── Exercise inputs

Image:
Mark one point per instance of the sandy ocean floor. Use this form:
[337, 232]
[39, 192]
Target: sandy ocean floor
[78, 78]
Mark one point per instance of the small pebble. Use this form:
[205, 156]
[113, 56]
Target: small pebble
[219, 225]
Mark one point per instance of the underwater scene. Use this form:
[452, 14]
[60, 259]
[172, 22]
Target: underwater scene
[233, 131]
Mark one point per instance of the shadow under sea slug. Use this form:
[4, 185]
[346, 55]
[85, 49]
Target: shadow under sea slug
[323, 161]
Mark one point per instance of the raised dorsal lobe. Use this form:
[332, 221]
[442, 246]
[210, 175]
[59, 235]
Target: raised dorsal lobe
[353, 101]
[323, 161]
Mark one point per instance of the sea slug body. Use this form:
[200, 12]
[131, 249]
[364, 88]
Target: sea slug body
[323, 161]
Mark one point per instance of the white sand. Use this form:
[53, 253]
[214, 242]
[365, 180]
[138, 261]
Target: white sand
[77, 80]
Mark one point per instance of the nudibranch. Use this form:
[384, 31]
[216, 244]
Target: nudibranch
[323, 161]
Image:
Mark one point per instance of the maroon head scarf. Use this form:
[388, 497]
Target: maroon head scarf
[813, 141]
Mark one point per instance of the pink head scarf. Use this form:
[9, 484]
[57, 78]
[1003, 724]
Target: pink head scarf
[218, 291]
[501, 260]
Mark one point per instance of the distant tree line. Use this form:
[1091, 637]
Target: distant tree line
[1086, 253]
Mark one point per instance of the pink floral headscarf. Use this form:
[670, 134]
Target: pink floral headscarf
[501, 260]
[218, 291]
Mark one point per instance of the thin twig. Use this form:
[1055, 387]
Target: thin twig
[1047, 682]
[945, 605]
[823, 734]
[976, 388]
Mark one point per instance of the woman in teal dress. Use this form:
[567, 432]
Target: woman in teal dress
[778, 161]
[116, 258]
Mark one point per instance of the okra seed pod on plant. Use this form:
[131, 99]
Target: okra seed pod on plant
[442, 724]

────

Directive: Can you add 60 to every answer coordinate in the lines starting at the one containing "Mark one point per instance of the sea" and ending at the last line, then write out those lines again, requests included, with the new values? Leave the numbers in the requests and their format samples unchanged.

Solution:
Mark one point per instance of the sea slug body. Use this form:
[200, 12]
[131, 249]
[364, 88]
Target: sea slug body
[383, 221]
Mark one point per instance of the white sand. Use this form:
[53, 253]
[214, 242]
[365, 180]
[138, 261]
Target: white sand
[137, 140]
Mark one point per instance of the nudibranch. Use this form:
[384, 31]
[216, 244]
Target: nudibranch
[383, 221]
Image:
Mark one point per instance of the maroon head scarf. Use this form:
[388, 497]
Target: maroon head scarf
[873, 201]
Mark one point per instance of the pink head scarf. Use this form:
[9, 484]
[57, 78]
[1003, 724]
Target: pink head scarf
[278, 351]
[561, 320]
Mark one point per instance of the distant tree line. Use this form:
[1091, 637]
Target: distant tree line
[1146, 313]
Mark one point per instance of the pink floral headscarf. Use this form:
[670, 134]
Target: pink floral headscarf
[561, 320]
[278, 351]
Mark one point per instance of the thin twig. Use this form:
[1055, 387]
Target: thin twig
[1107, 742]
[1005, 665]
[883, 794]
[1036, 448]
Mark one point per instance of the woman in teal dress. Use this form:
[567, 432]
Target: woman in teal dress
[838, 221]
[176, 318]
Mark one point per instance of the okra seed pod on plant. Use this form:
[131, 99]
Target: okra seed pod on plant
[502, 784]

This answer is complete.